• [YOUR GOAL] Repeat each of the entries below verbatim, one line at a time, in their original order.

*** TASK DATA

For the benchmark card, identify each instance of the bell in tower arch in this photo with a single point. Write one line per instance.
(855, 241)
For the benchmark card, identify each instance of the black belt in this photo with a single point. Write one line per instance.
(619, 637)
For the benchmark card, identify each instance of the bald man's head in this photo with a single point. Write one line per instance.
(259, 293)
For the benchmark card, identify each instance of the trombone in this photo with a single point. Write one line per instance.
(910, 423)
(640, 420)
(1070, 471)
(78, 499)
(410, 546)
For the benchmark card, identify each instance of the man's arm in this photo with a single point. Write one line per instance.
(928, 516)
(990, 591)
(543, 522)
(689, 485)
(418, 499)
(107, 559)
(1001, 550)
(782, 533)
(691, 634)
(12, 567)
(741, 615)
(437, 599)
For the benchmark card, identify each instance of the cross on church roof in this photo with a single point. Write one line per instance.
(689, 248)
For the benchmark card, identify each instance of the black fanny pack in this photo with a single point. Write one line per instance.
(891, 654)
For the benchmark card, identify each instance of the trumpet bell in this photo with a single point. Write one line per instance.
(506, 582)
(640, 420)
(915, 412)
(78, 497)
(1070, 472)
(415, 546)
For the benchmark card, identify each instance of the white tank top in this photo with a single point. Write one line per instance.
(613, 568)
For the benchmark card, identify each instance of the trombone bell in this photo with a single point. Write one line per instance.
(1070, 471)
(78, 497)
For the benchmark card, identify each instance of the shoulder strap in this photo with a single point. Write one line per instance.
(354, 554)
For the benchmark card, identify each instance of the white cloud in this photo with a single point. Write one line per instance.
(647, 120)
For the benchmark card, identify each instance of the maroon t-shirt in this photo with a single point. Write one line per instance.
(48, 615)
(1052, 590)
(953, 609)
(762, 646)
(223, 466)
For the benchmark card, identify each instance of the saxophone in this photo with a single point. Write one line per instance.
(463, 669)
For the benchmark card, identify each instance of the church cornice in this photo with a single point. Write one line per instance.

******

• [RESULT]
For the benchmark card, identify each instance of the bell in tower arch in this photo with a single point. Write one line per instance.
(855, 241)
For the benchmark card, identify each instance of the black belt in this photo with a single point. Write one line per instance.
(619, 637)
For the benchmark card, identify each instance of the bald man's head in this photo with a single point. Write one line per instance.
(259, 293)
For the benchmark card, identify each instance of the trombone in this photo with a single point. Write one line per instance.
(910, 423)
(640, 420)
(1070, 471)
(78, 499)
(410, 546)
For the benchmark card, identify each instance of the man's arm in this photo with a single point. Write one line per instance.
(928, 516)
(990, 591)
(543, 522)
(689, 485)
(418, 499)
(107, 559)
(1001, 550)
(782, 533)
(691, 634)
(12, 567)
(741, 615)
(437, 599)
For the benchmark card, identify each instance of the cross on church roof in this photo with a single point. Write one line per instance.
(689, 248)
For the benchmark card, identify each instance of the black fanny pack in this photo with a single point. Write one line per instance.
(891, 654)
For the benchmark card, identify each instance of the trumpet bell in this photo with a single point. Write one line per instance.
(506, 582)
(640, 420)
(915, 412)
(78, 497)
(1070, 472)
(415, 546)
For the benchmark card, identify each instance of the white tank top in this photo with a single point. Write one line per instance.
(613, 568)
For the benchmark card, identify each instance of the trombone bell in this photo with a single point. Write one line per instance.
(1070, 471)
(78, 497)
For the benchmark card, identify each instance of the shoulder strap in this photo with a single point. Write one line per instance.
(354, 554)
For the benchmark card, identify each instance of the white cloud in this photo with a single point. Write one line per instance.
(647, 120)
For the benchmark card, identify each instance of the maroon t-shirt in this photo with a single point. Write one line per instance.
(48, 615)
(1052, 590)
(953, 609)
(762, 646)
(223, 466)
For the benchmark card, identify each instance of the saxophone in this photo with a single point. Write one line per instance.
(463, 669)
For the benchmark card, identify each instance of the church cornice in this photo with a single point. Write one line per instance.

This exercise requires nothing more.